(Point localization data)
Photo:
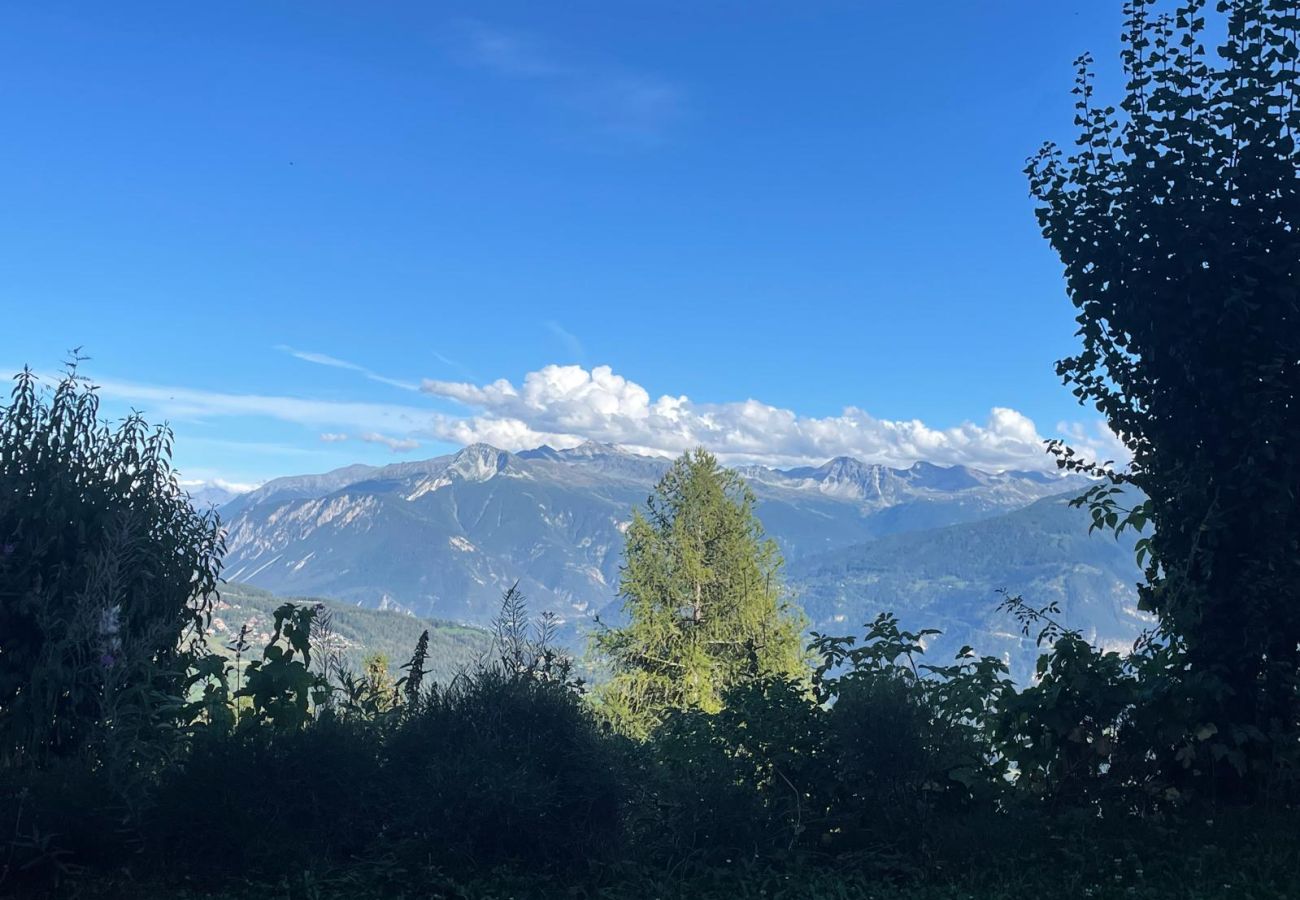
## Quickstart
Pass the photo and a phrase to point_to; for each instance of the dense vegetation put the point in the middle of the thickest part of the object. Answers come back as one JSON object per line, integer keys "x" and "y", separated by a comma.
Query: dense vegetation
{"x": 720, "y": 758}
{"x": 350, "y": 635}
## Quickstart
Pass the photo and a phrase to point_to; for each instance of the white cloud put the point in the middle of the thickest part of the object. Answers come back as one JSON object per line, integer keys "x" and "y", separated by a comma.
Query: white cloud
{"x": 566, "y": 405}
{"x": 394, "y": 444}
{"x": 334, "y": 362}
{"x": 220, "y": 484}
{"x": 174, "y": 402}
{"x": 628, "y": 104}
{"x": 563, "y": 405}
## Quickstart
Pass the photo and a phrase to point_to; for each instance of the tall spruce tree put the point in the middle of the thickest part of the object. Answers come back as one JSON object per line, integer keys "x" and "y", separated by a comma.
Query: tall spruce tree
{"x": 1177, "y": 221}
{"x": 702, "y": 597}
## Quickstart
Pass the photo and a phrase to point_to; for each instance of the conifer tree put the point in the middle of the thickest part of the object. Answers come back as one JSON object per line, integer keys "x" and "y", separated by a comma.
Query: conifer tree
{"x": 702, "y": 598}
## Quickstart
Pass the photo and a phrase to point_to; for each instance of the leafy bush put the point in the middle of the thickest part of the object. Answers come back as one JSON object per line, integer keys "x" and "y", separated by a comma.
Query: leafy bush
{"x": 105, "y": 578}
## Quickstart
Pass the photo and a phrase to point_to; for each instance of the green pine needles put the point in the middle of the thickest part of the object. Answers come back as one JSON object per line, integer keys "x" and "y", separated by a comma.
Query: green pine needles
{"x": 702, "y": 597}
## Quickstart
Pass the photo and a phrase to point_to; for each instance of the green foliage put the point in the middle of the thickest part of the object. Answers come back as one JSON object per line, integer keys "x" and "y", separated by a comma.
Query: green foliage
{"x": 281, "y": 686}
{"x": 107, "y": 576}
{"x": 1177, "y": 223}
{"x": 702, "y": 597}
{"x": 352, "y": 634}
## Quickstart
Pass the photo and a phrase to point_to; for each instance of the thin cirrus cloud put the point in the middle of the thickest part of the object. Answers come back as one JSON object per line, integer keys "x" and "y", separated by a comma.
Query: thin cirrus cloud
{"x": 566, "y": 405}
{"x": 629, "y": 104}
{"x": 334, "y": 362}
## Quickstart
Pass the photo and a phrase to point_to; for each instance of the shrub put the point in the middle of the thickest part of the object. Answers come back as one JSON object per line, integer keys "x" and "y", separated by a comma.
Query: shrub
{"x": 105, "y": 576}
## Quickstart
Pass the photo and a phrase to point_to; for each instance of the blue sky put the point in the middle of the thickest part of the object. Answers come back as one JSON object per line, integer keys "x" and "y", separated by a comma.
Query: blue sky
{"x": 317, "y": 233}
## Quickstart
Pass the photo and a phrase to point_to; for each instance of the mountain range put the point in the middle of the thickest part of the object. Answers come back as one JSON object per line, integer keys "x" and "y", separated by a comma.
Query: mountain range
{"x": 446, "y": 536}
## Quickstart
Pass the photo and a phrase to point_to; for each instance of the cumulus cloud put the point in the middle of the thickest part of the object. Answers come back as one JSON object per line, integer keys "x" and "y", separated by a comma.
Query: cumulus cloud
{"x": 563, "y": 405}
{"x": 220, "y": 484}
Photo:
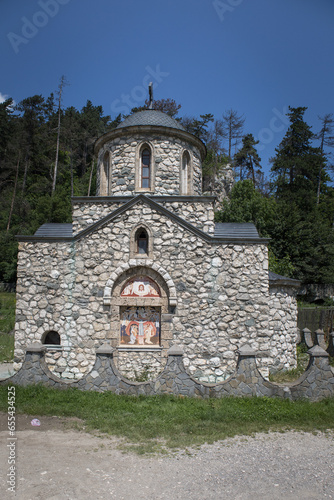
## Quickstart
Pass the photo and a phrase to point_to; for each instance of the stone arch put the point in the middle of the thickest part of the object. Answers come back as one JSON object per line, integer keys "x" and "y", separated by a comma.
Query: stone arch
{"x": 134, "y": 243}
{"x": 132, "y": 265}
{"x": 104, "y": 173}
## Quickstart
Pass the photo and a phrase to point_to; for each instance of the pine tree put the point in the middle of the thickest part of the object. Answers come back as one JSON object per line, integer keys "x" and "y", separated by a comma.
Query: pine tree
{"x": 248, "y": 159}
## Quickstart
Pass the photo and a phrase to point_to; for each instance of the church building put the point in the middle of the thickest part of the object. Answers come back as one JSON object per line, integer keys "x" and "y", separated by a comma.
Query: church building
{"x": 143, "y": 266}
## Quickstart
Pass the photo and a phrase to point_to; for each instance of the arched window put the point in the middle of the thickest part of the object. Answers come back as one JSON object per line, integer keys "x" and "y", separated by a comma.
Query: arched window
{"x": 52, "y": 338}
{"x": 104, "y": 175}
{"x": 185, "y": 180}
{"x": 142, "y": 241}
{"x": 145, "y": 168}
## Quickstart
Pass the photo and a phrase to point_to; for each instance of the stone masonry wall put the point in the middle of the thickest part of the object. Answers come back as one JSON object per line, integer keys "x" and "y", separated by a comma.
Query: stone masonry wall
{"x": 283, "y": 313}
{"x": 222, "y": 297}
{"x": 167, "y": 163}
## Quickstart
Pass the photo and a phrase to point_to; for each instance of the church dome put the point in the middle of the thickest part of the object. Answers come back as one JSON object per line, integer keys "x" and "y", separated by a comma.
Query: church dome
{"x": 150, "y": 117}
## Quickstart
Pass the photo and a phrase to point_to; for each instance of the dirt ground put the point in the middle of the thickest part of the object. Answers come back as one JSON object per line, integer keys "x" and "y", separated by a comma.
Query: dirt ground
{"x": 56, "y": 462}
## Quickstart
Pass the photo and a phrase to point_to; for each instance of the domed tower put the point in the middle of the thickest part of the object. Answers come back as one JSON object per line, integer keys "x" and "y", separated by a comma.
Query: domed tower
{"x": 149, "y": 153}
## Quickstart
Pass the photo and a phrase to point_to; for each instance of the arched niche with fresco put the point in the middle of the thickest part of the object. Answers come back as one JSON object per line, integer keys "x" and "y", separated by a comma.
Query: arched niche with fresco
{"x": 140, "y": 318}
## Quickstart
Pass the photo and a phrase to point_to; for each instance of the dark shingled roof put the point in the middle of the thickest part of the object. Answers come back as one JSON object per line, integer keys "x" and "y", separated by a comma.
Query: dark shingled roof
{"x": 55, "y": 231}
{"x": 236, "y": 230}
{"x": 150, "y": 117}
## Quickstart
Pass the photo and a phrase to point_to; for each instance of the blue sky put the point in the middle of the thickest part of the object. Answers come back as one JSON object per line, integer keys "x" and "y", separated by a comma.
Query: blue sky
{"x": 254, "y": 56}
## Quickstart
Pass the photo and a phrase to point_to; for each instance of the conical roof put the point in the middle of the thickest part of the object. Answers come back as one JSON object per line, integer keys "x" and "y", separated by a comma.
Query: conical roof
{"x": 150, "y": 117}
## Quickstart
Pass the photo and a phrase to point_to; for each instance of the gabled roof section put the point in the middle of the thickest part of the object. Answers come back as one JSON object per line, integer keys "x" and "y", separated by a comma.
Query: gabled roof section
{"x": 278, "y": 280}
{"x": 55, "y": 231}
{"x": 235, "y": 229}
{"x": 236, "y": 237}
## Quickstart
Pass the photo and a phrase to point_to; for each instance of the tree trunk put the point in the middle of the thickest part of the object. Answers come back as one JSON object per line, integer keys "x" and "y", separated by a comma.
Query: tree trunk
{"x": 14, "y": 195}
{"x": 90, "y": 177}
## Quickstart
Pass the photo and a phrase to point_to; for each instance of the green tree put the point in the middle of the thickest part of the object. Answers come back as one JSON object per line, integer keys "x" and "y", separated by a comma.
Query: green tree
{"x": 247, "y": 159}
{"x": 232, "y": 125}
{"x": 303, "y": 229}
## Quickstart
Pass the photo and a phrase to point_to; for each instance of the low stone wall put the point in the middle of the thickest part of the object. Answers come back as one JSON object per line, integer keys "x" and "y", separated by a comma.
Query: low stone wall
{"x": 315, "y": 384}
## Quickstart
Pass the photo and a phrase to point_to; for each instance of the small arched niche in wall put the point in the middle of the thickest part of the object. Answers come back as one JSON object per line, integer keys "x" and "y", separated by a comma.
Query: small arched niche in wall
{"x": 144, "y": 169}
{"x": 141, "y": 244}
{"x": 186, "y": 174}
{"x": 51, "y": 338}
{"x": 140, "y": 324}
{"x": 104, "y": 174}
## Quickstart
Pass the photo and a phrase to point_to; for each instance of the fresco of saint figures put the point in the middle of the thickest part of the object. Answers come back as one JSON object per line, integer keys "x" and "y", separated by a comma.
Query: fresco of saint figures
{"x": 140, "y": 286}
{"x": 140, "y": 326}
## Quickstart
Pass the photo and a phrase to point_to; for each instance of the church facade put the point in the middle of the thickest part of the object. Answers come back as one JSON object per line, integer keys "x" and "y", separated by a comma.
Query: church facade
{"x": 144, "y": 266}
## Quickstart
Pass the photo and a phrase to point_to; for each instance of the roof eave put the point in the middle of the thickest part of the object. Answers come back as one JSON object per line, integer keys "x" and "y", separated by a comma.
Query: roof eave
{"x": 136, "y": 129}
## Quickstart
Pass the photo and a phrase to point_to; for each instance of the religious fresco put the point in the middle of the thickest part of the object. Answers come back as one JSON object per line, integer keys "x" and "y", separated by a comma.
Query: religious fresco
{"x": 140, "y": 286}
{"x": 140, "y": 326}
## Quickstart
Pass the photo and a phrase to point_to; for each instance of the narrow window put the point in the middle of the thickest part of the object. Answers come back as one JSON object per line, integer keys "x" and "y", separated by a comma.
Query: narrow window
{"x": 185, "y": 173}
{"x": 146, "y": 167}
{"x": 142, "y": 241}
{"x": 104, "y": 175}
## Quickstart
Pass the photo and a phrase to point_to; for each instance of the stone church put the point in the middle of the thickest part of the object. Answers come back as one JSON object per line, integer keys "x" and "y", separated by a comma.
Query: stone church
{"x": 144, "y": 266}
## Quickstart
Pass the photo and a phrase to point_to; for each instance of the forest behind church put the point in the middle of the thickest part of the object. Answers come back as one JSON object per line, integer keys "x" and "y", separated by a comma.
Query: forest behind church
{"x": 46, "y": 156}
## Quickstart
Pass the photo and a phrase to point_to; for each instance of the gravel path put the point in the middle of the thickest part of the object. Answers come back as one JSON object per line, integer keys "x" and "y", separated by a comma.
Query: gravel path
{"x": 62, "y": 464}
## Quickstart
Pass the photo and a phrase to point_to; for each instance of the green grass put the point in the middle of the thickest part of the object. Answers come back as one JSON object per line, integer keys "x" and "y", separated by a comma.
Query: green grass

WHAT IS NEEDED: Going back to the entries above, set down exactly the lines that begin at the one with "Query: tall spruce tree" and end at the one with "the green foliage", both included, and nothing else.

RESPONSE BOX:
Query: tall spruce tree
{"x": 1177, "y": 221}
{"x": 702, "y": 597}
## Quickstart
Pass the photo and a phrase to point_to; for each instance of the conifer tree put the point in the middle of the thickest part of the object. Answers come back as one JSON object per line, integer keys "x" and "y", separated by a comma.
Query: conifer tree
{"x": 702, "y": 598}
## Quickstart
Pass the photo and a phrase to point_to; for each instance of the leafy bush put the point in the middle of the thickest part of the object. Answers come back as one JSON object per line, integer keys "x" and "y", separated by a comma.
Query: leafy bush
{"x": 105, "y": 578}
## Quickstart
Pass the photo and a phrase to point_to; for each instance of the green pine needles put the point in the middle of the thickest part of the object. Answers come back as one JSON object per line, integer keys "x" and "y", separated by a comma.
Query: green pine needles
{"x": 702, "y": 597}
## Quickstart
Pass the photo and a phrase to point_to; for each instance of the green foliage put the point in the middle of the thickest part of the object. Answers come back as one JSON object per line, integer keys "x" and "y", separated by a comma.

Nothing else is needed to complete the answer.